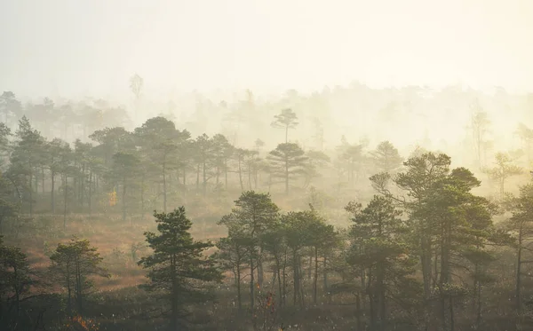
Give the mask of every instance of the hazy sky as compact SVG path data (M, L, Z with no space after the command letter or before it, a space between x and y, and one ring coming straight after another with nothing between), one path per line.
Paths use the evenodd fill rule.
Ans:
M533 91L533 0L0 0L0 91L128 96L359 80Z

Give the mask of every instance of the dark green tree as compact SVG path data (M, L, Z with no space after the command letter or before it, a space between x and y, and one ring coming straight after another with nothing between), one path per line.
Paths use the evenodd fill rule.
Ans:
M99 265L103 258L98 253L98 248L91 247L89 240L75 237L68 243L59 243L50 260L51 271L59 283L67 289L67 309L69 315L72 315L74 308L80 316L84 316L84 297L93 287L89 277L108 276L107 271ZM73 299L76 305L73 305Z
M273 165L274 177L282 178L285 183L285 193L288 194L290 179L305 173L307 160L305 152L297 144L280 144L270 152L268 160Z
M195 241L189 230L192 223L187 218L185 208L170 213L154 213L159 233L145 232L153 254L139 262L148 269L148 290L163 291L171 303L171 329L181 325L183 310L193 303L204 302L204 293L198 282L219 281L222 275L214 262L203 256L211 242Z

....

What you need to do: Could you write out again the lines from the one holding "Give the mask of every instance of the dark" through the one holding "M273 165L274 177L282", inclusive, swapping "dark green tree" for "pine tree" and changing nothing else?

Final answer:
Give the mask of every instance of the pine tree as compact SVG path data (M, L, Z with no space after the command letter or before it, a space between x and y, and one ring coming straight after another with nothing between), one path per line.
Paths use the evenodd fill rule.
Ans:
M99 265L103 258L98 253L98 248L91 247L89 240L75 237L68 243L59 243L50 260L51 271L59 283L67 289L67 309L69 315L72 315L74 308L80 316L84 316L84 297L93 287L89 277L108 276L107 271ZM73 299L76 305L73 305Z
M273 165L274 177L282 178L285 183L285 193L288 194L290 179L305 173L307 160L305 152L297 144L280 144L270 152L268 160Z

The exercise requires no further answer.